From the data below, copy exactly the lines that lie between the one holding "Confirm every instance of the windshield in" and the one holding "Confirm every instance of the front wheel", including both, and nothing more.

[Natural-language object grounding data]
# # # # #

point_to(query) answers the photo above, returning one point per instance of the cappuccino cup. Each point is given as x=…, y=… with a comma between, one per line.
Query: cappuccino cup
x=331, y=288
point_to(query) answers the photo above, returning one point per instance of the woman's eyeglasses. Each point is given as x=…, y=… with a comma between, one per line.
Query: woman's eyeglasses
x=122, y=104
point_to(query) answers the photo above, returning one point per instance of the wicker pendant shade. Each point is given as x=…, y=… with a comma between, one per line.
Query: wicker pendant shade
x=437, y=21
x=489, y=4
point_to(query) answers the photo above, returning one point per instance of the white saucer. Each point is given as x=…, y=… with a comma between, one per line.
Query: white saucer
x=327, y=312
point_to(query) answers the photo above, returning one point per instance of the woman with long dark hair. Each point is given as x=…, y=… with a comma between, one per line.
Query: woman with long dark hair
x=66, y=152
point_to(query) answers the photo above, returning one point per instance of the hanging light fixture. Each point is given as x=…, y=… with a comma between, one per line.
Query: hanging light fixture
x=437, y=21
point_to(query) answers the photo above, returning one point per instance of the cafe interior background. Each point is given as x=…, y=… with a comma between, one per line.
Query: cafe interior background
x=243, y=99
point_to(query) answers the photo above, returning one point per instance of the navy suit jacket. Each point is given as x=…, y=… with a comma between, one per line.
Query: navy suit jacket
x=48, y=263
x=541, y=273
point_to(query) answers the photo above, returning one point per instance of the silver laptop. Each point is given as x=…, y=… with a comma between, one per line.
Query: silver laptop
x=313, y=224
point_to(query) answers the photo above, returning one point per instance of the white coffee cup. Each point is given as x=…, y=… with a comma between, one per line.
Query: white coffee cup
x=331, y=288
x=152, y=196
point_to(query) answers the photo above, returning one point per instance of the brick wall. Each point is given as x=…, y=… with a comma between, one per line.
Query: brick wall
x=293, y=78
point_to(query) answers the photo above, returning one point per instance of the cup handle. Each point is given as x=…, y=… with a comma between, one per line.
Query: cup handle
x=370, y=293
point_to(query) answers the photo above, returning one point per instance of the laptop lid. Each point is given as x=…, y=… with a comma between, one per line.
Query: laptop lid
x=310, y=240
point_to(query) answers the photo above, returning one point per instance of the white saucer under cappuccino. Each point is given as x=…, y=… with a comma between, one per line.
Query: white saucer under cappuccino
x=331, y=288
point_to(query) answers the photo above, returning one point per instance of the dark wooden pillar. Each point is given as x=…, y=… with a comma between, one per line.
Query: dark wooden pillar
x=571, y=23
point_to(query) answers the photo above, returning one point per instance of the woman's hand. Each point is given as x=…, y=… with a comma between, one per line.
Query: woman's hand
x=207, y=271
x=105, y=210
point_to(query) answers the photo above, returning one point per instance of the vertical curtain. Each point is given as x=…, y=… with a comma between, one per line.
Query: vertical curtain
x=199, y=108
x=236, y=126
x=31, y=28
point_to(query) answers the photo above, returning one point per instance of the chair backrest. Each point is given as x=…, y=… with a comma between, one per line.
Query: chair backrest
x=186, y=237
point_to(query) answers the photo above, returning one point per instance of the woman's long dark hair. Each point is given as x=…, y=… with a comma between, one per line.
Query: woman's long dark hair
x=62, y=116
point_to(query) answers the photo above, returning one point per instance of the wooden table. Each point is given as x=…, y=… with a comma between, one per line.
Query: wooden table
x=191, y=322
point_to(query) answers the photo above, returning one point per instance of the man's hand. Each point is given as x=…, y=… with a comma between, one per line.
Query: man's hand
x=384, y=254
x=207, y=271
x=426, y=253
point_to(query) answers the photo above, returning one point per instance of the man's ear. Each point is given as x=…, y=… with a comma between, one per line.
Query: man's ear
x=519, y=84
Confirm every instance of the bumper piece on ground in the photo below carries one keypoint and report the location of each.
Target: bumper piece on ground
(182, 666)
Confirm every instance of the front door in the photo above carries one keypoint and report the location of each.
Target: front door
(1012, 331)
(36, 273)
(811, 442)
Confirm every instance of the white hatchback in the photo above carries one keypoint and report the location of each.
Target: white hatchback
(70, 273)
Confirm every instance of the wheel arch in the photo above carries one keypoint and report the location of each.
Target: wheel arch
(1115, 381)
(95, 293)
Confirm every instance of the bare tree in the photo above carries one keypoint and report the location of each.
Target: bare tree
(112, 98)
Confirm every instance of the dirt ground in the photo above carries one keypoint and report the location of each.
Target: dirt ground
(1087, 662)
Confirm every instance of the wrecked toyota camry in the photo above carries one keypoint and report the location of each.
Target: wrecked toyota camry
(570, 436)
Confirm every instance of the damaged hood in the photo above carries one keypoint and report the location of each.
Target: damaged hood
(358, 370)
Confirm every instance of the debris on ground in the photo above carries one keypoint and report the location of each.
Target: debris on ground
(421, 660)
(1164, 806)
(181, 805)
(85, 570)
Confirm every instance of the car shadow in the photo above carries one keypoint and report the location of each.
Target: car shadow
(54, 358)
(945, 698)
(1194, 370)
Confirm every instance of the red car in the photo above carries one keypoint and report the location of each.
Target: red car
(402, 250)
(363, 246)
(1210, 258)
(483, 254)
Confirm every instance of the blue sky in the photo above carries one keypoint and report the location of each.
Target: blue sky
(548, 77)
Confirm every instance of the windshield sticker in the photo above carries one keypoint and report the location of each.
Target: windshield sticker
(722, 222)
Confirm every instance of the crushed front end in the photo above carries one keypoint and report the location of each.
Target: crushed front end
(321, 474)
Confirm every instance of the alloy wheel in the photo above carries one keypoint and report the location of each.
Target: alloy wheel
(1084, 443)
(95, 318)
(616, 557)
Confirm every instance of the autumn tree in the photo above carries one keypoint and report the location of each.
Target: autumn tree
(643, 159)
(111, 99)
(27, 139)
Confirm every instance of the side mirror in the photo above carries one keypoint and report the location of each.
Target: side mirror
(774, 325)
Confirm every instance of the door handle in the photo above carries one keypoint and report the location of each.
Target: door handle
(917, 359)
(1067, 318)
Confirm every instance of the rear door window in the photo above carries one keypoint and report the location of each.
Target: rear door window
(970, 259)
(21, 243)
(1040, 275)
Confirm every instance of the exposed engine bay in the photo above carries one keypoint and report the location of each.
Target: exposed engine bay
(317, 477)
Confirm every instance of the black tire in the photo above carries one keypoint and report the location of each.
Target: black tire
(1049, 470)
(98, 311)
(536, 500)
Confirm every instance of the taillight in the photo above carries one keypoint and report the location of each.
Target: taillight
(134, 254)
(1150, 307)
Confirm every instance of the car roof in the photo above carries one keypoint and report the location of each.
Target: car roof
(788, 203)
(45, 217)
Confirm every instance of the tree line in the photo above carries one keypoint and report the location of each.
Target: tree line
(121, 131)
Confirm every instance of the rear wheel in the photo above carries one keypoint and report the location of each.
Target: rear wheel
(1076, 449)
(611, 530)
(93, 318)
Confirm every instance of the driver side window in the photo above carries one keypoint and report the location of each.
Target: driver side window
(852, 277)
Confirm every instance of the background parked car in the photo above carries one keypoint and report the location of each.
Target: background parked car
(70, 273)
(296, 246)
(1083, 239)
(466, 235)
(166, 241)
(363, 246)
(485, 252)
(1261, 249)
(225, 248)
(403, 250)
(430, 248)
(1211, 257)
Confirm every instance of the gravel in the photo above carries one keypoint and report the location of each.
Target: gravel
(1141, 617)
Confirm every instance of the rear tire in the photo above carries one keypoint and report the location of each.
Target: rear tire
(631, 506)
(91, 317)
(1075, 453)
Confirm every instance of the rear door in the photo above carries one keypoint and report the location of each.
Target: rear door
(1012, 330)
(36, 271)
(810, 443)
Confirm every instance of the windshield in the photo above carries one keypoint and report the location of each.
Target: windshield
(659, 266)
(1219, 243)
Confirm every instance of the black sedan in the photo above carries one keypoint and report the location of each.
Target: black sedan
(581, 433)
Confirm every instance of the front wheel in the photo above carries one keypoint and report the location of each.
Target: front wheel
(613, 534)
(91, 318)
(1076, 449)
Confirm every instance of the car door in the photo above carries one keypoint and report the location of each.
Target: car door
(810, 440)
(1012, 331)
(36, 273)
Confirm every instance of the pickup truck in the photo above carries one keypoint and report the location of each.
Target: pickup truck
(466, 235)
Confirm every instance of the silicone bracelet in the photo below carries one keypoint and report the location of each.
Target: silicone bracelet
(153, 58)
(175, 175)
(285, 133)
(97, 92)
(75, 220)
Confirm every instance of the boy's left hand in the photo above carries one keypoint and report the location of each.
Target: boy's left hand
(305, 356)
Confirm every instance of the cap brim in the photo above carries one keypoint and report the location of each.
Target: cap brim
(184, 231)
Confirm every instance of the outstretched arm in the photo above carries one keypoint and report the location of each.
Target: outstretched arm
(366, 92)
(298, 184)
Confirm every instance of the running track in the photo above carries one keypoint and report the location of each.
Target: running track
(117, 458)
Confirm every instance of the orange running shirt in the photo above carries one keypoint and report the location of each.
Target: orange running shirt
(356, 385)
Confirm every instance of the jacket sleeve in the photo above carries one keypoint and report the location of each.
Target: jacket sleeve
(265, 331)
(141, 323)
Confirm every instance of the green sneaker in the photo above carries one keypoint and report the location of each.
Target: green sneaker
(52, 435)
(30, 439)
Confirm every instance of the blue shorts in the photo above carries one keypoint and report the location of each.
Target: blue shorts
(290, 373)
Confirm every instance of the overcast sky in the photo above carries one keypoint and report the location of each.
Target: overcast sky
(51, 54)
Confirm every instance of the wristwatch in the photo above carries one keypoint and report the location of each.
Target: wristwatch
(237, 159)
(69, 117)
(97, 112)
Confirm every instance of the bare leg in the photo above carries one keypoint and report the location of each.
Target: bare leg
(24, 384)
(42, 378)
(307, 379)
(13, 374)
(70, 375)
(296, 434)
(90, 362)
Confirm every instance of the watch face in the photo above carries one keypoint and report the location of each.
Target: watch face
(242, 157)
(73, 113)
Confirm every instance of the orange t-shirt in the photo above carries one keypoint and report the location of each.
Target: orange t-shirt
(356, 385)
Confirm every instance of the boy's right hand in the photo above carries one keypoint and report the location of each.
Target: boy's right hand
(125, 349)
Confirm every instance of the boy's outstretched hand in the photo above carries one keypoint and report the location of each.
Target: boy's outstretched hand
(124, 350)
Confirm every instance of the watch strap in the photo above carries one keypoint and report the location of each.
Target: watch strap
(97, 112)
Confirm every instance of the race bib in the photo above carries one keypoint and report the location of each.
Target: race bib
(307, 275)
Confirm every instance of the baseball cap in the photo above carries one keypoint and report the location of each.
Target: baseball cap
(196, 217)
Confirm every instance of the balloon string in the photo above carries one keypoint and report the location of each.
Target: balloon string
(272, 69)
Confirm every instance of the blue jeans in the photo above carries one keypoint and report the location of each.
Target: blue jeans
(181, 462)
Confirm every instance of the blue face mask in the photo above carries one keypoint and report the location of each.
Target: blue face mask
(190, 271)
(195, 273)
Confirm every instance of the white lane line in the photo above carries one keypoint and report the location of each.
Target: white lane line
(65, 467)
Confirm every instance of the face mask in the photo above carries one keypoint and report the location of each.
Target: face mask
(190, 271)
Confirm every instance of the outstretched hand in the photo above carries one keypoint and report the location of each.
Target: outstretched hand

# # # # #

### Answer to the problem
Confirm every instance of the windshield in the photo above carries one keypoint and report the location of each.
Target: windshield
(659, 266)
(1219, 243)
Confirm every instance of the black sedan in the photo above carries one keypoint and report the location of each.
Target: black sedan
(581, 433)
Confirm every instance of the front wheel in the photo above carries one keypoint and report the location of each.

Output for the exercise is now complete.